▸ GOAL OF THE EXERCISE
Reproduce verbatim every line from the one that includes "GET /v1/detect?q=wooden table" to the closing line of the entries; omit everything before it.

Rows from a dataset
____________
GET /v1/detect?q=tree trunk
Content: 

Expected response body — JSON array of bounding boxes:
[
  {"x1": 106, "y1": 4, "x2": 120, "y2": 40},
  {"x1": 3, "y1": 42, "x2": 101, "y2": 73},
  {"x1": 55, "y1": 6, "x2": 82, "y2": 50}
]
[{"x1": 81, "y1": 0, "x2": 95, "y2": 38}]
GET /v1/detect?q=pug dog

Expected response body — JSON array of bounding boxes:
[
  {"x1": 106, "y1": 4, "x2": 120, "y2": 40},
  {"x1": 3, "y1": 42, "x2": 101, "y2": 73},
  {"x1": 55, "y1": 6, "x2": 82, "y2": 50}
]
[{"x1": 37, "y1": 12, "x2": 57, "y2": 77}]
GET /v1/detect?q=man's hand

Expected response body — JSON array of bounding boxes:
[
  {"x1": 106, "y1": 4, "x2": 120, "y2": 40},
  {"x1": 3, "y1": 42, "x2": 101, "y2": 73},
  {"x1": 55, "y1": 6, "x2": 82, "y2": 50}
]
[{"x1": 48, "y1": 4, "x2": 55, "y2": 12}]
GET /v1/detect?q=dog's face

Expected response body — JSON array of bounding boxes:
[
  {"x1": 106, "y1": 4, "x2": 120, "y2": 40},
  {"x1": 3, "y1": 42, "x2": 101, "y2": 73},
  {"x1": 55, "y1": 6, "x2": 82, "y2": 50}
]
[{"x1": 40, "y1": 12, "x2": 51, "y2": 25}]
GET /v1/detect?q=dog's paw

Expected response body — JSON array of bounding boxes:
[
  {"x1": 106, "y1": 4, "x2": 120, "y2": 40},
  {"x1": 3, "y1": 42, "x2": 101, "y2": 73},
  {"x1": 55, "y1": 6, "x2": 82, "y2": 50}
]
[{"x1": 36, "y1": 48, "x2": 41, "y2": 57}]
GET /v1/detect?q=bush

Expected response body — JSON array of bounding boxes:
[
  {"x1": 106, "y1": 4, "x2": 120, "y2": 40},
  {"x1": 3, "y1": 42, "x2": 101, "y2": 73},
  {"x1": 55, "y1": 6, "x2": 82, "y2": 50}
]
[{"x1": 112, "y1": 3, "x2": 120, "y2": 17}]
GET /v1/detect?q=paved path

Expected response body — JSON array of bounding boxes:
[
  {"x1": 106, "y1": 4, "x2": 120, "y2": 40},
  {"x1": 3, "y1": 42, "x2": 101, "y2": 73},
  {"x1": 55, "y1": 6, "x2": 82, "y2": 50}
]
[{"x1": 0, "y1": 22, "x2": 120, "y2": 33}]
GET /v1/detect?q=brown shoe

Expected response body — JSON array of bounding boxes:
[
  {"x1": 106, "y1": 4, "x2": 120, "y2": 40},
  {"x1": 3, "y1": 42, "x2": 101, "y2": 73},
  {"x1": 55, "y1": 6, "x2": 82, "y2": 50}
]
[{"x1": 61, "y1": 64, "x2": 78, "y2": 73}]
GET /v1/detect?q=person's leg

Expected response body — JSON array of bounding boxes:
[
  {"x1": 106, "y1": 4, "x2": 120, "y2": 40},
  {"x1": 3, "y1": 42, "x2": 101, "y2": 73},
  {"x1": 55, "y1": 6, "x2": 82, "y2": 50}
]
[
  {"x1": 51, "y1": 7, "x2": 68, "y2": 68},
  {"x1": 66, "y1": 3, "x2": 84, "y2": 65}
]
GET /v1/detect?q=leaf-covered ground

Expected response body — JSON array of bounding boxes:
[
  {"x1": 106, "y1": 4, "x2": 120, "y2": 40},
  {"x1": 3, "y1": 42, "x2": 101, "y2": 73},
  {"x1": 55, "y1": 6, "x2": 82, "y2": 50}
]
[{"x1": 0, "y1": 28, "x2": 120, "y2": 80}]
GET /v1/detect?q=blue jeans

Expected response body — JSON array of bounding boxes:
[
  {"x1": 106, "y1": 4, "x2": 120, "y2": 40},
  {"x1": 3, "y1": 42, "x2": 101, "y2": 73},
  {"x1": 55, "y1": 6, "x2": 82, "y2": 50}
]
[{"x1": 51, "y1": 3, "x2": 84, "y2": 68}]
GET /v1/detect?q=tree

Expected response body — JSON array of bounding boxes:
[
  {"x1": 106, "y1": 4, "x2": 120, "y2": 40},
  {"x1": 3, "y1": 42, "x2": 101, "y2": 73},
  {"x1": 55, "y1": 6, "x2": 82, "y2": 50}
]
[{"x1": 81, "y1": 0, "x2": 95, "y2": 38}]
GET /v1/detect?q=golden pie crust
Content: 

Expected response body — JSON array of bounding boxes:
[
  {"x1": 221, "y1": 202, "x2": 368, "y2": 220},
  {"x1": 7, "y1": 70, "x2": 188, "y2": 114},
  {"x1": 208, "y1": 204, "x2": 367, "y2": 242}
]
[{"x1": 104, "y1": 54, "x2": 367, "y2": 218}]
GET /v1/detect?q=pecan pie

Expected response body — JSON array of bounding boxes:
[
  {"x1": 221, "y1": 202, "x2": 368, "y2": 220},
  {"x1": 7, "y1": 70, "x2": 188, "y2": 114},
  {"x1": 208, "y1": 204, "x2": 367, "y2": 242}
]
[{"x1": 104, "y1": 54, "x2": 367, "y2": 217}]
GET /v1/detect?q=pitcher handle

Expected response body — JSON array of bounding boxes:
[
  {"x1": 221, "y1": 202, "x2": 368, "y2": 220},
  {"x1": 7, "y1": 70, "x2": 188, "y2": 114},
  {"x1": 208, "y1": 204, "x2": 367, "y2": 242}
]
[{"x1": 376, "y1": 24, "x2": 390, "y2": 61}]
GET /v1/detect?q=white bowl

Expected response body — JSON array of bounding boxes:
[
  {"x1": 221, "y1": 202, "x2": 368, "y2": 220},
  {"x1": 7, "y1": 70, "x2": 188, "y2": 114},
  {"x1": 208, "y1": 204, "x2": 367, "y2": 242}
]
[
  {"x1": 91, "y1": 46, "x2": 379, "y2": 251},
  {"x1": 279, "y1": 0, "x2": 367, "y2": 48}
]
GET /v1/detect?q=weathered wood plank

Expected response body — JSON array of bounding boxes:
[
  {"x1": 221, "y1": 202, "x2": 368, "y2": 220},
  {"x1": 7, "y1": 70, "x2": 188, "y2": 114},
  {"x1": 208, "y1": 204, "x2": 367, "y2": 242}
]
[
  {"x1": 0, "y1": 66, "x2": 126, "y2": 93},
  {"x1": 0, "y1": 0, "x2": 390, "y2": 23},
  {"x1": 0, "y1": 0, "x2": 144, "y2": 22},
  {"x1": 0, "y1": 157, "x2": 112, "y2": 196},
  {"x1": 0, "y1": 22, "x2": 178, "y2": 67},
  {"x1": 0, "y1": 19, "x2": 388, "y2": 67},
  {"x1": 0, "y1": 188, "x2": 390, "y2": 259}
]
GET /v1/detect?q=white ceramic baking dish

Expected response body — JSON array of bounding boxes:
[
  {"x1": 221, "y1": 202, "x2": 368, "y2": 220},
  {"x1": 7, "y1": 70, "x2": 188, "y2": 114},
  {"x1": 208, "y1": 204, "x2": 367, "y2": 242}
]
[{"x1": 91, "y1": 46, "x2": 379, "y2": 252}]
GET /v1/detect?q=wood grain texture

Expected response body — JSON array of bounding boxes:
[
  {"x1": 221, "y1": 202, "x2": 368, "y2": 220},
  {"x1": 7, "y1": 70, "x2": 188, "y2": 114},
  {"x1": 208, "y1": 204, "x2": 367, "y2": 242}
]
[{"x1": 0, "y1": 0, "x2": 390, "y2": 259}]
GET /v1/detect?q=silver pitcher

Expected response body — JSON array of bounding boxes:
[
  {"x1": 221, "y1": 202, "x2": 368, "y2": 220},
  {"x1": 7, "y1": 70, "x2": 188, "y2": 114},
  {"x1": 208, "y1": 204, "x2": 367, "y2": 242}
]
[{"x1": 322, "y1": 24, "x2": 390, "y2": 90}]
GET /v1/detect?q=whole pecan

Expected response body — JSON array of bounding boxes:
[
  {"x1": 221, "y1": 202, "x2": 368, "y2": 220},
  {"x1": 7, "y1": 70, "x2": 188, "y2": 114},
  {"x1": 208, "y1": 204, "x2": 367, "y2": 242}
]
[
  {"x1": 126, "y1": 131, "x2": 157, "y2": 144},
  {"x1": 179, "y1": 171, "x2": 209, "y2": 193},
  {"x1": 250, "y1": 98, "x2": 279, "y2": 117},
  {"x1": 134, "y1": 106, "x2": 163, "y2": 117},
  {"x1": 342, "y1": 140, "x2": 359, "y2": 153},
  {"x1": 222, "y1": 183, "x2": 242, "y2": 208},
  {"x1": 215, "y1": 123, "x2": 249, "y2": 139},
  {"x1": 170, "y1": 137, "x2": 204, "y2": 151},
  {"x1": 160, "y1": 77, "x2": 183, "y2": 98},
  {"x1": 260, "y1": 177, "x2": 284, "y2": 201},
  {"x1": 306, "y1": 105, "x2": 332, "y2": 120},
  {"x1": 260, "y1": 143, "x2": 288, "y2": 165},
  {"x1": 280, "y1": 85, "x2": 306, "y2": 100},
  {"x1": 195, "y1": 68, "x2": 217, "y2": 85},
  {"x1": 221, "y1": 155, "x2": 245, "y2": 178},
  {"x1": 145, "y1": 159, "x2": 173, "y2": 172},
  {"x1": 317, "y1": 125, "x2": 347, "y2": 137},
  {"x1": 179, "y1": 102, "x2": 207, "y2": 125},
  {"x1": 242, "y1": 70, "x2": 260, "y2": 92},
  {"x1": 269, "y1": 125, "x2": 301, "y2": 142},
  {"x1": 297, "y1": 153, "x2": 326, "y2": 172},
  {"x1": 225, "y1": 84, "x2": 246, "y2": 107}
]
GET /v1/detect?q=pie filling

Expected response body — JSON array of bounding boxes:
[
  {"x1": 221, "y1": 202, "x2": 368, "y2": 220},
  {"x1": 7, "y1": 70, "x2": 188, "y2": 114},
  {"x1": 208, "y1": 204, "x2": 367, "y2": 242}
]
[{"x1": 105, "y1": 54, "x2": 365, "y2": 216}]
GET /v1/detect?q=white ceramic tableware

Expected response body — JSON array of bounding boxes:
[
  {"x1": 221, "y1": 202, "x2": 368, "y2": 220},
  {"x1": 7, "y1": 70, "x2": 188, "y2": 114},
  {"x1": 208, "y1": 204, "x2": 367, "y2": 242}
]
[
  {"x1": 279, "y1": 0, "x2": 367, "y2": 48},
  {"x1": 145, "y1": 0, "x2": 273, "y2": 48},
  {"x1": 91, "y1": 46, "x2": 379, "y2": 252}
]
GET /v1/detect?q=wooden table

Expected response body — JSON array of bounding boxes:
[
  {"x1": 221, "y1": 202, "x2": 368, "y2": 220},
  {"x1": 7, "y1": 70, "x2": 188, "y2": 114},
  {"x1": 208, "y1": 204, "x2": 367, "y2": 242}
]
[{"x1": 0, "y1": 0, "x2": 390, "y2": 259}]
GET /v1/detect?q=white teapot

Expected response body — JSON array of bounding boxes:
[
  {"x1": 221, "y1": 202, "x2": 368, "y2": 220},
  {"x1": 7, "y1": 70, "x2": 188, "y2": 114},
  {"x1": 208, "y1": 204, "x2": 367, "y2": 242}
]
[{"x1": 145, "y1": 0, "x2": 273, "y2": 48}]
____________
▸ TASK RESPONSE
GET /v1/detect?q=wooden table

Expected response body — JSON array of bounding boxes:
[
  {"x1": 221, "y1": 202, "x2": 368, "y2": 220},
  {"x1": 7, "y1": 70, "x2": 188, "y2": 114},
  {"x1": 208, "y1": 204, "x2": 367, "y2": 242}
]
[{"x1": 0, "y1": 0, "x2": 390, "y2": 259}]
GET /v1/detect?q=white teapot

Expected response body — JSON array of bounding boxes:
[
  {"x1": 221, "y1": 202, "x2": 368, "y2": 220},
  {"x1": 7, "y1": 70, "x2": 188, "y2": 114},
  {"x1": 208, "y1": 204, "x2": 367, "y2": 242}
]
[{"x1": 145, "y1": 0, "x2": 273, "y2": 48}]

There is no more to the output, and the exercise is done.